## Overview
Notion's case study chronicles their two-year journey scaling vector search infrastructure for Notion AI Q&A, launched in November 2023. The feature enables users to ask natural-language questions and receive answers by searching semantically across their workspace content and connected tools like Slack and Google Drive. This is a production LLMOps story focused heavily on the infrastructure challenges of deploying and scaling retrieval-augmented generation (RAG) systems at massive scale, specifically the vector search and embeddings components that power semantic retrieval.
The narrative is framed around achieving dramatic improvements: scaling capacity 10x while reducing costs to 1/10th of their peak. While these claims are impressive and the technical details suggest genuine engineering sophistication, it's worth noting this is a first-party account that naturally emphasizes successes. The piece provides valuable insights into real-world tradeoffs in vector database selection, embeddings infrastructure, and architectural evolution, though readers should recognize it also serves as promotional content for Notion's engineering capabilities and their technology partners like turbopuffer and Anyscale.
## Technical Architecture and Initial Implementation
Notion's vector search implementation follows a classic RAG pattern: convert text into semantic embeddings, store these vectors in a specialized database, and retrieve relevant content based on semantic similarity rather than keyword matching. Their initial architecture in November 2023 featured a dual-path ingestion pipeline that balanced bulk onboarding with real-time updates.
The offline path utilized Apache Spark for batch processing, handling the chunking of existing documents, generating embeddings via external API calls, and bulk-loading vectors into their vector database. This path was critical for onboarding entire workspaces with potentially large volumes of historical content. The online path leveraged Kafka consumers to process individual page edits in real-time as they occurred, maintaining sub-minute latency for keeping live workspaces synchronized with the search index.

• **Supplied entries**:
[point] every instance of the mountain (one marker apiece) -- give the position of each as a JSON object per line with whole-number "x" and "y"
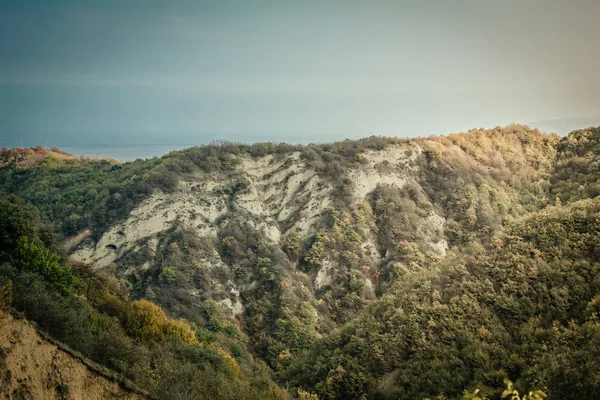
{"x": 36, "y": 367}
{"x": 378, "y": 268}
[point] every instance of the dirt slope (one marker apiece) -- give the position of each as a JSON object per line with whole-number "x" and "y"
{"x": 32, "y": 367}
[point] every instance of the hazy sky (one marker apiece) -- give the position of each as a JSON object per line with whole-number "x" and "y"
{"x": 155, "y": 72}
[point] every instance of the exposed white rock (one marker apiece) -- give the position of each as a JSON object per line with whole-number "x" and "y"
{"x": 324, "y": 276}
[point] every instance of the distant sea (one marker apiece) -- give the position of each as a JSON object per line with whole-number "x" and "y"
{"x": 122, "y": 153}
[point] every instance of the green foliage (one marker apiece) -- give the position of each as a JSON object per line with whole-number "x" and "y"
{"x": 31, "y": 258}
{"x": 576, "y": 172}
{"x": 5, "y": 294}
{"x": 374, "y": 305}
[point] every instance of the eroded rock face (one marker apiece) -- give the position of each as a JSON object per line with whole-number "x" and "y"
{"x": 31, "y": 367}
{"x": 275, "y": 196}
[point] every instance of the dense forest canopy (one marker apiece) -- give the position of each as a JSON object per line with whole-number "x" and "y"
{"x": 475, "y": 260}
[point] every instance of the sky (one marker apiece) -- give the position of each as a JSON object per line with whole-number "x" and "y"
{"x": 119, "y": 72}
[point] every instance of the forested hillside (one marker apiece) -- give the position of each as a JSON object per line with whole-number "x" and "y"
{"x": 379, "y": 268}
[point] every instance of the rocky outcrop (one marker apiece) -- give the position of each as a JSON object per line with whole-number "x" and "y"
{"x": 35, "y": 367}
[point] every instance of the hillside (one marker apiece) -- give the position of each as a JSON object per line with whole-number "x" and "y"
{"x": 32, "y": 367}
{"x": 378, "y": 268}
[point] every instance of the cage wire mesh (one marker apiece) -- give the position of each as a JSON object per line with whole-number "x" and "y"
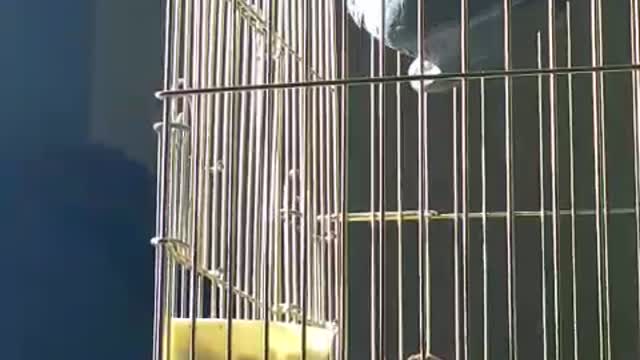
{"x": 316, "y": 202}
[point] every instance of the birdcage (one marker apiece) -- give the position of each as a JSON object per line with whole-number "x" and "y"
{"x": 354, "y": 179}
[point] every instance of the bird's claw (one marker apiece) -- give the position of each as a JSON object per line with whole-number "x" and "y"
{"x": 428, "y": 68}
{"x": 426, "y": 357}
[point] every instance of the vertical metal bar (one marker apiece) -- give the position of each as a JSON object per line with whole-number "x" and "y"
{"x": 423, "y": 198}
{"x": 464, "y": 129}
{"x": 485, "y": 260}
{"x": 344, "y": 195}
{"x": 574, "y": 282}
{"x": 269, "y": 218}
{"x": 381, "y": 186}
{"x": 188, "y": 111}
{"x": 512, "y": 319}
{"x": 555, "y": 220}
{"x": 372, "y": 203}
{"x": 605, "y": 202}
{"x": 230, "y": 169}
{"x": 543, "y": 247}
{"x": 456, "y": 233}
{"x": 161, "y": 307}
{"x": 603, "y": 326}
{"x": 635, "y": 86}
{"x": 399, "y": 207}
{"x": 307, "y": 181}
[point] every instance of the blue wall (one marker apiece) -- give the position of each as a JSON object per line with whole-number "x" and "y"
{"x": 75, "y": 262}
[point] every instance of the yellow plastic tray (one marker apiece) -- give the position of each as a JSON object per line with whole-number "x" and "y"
{"x": 285, "y": 340}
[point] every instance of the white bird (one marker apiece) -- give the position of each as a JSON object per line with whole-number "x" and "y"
{"x": 442, "y": 32}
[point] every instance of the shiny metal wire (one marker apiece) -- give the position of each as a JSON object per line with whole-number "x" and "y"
{"x": 302, "y": 181}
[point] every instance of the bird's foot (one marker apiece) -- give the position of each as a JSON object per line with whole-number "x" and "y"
{"x": 426, "y": 357}
{"x": 428, "y": 68}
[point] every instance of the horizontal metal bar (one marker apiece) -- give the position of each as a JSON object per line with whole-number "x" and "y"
{"x": 413, "y": 215}
{"x": 171, "y": 93}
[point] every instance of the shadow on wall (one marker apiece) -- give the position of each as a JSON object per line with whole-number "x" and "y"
{"x": 76, "y": 256}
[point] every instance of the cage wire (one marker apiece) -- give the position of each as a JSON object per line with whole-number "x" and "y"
{"x": 315, "y": 202}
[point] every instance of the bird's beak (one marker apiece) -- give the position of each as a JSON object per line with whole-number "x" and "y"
{"x": 430, "y": 85}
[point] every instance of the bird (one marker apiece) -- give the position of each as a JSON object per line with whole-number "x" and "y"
{"x": 441, "y": 50}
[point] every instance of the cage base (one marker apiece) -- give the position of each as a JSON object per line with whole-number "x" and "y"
{"x": 285, "y": 340}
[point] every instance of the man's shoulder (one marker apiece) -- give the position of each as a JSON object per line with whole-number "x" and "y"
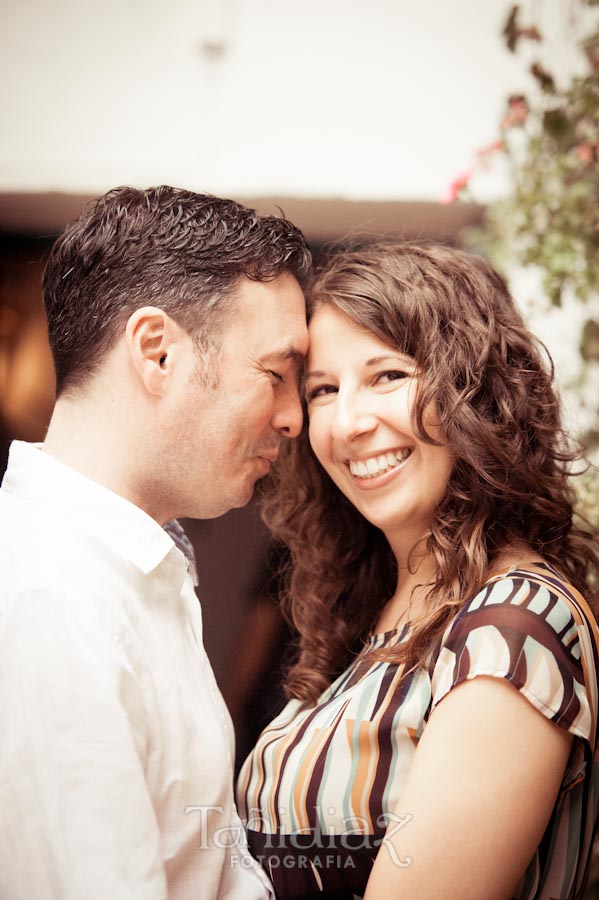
{"x": 42, "y": 549}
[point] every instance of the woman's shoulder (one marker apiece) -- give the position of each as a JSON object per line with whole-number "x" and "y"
{"x": 531, "y": 628}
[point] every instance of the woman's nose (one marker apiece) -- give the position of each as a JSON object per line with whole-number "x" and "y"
{"x": 352, "y": 418}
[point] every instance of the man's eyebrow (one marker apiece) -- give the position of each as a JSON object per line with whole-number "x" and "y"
{"x": 285, "y": 353}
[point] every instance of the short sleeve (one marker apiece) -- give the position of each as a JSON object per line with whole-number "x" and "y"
{"x": 524, "y": 632}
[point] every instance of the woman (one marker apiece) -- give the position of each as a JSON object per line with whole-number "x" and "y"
{"x": 440, "y": 733}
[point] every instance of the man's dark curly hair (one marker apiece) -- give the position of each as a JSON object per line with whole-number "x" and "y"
{"x": 167, "y": 247}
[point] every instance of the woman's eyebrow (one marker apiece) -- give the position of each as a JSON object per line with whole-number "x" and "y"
{"x": 396, "y": 357}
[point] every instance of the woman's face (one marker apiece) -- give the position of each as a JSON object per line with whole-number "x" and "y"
{"x": 360, "y": 394}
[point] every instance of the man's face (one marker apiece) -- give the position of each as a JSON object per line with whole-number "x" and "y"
{"x": 234, "y": 408}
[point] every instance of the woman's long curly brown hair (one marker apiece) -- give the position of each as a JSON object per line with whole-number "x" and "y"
{"x": 491, "y": 383}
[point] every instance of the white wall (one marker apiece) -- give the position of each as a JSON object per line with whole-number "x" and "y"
{"x": 384, "y": 99}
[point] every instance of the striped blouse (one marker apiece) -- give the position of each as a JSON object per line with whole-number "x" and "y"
{"x": 322, "y": 784}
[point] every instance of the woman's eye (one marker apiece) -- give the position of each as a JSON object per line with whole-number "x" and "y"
{"x": 394, "y": 375}
{"x": 320, "y": 390}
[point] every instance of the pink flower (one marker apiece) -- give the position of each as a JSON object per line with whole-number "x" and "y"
{"x": 495, "y": 147}
{"x": 517, "y": 113}
{"x": 456, "y": 187}
{"x": 585, "y": 153}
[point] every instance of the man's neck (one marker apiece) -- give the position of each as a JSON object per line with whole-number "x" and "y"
{"x": 95, "y": 441}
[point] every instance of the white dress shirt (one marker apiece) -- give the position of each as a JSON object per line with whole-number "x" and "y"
{"x": 116, "y": 748}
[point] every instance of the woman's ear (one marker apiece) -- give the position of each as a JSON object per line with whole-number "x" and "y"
{"x": 152, "y": 338}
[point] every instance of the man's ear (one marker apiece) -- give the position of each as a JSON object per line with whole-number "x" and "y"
{"x": 152, "y": 340}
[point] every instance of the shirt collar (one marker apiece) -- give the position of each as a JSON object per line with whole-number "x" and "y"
{"x": 34, "y": 474}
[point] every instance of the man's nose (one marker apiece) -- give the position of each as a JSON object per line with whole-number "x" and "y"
{"x": 288, "y": 417}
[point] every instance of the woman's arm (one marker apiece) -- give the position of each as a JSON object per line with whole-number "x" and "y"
{"x": 479, "y": 794}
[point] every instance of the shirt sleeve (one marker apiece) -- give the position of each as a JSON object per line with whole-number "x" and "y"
{"x": 76, "y": 818}
{"x": 524, "y": 632}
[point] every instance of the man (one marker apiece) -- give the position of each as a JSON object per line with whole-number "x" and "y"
{"x": 177, "y": 326}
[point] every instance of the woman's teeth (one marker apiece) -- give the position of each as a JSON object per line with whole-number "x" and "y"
{"x": 376, "y": 465}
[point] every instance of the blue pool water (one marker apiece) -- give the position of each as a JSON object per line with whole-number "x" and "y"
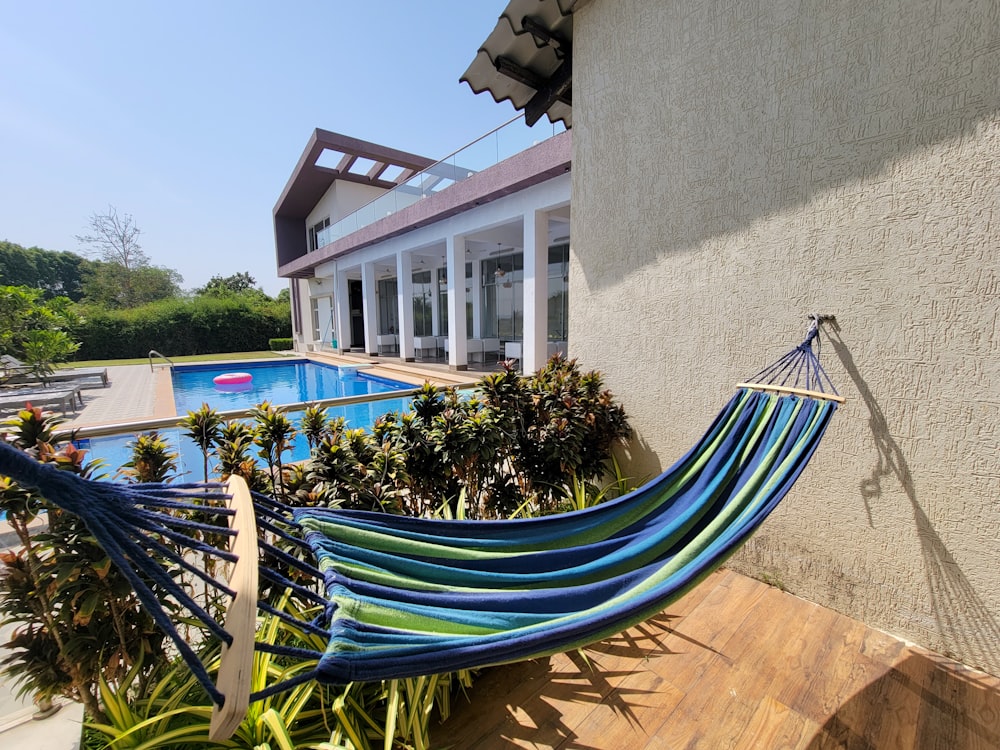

• **Required work**:
A) From the Notion case study, output the passage that begins at the words "## Technical Architecture" and stops after the words "with real-time updates.", copied exactly.
B) Filter the records and copy every line that contains the string "eyebrow".
The Notion case study and the records have nothing to do with each other.

• **Task answers**:
A)
## Technical Architecture and Initial Implementation
Notion's vector search implementation follows a classic RAG pattern: convert text into semantic embeddings, store these vectors in a specialized database, and retrieve relevant content based on semantic similarity rather than keyword matching. Their initial architecture in November 2023 featured a dual-path ingestion pipeline that balanced bulk onboarding with real-time updates.

B)
[point] every instance of the man's eyebrow (one marker apiece) -- give the position of each as a JSON object per line with whole-number "x" and "y"
[point] every instance of the woman's eyebrow (one marker apiece) -- give the position of each as a JSON object per line with whole-number "x" and "y"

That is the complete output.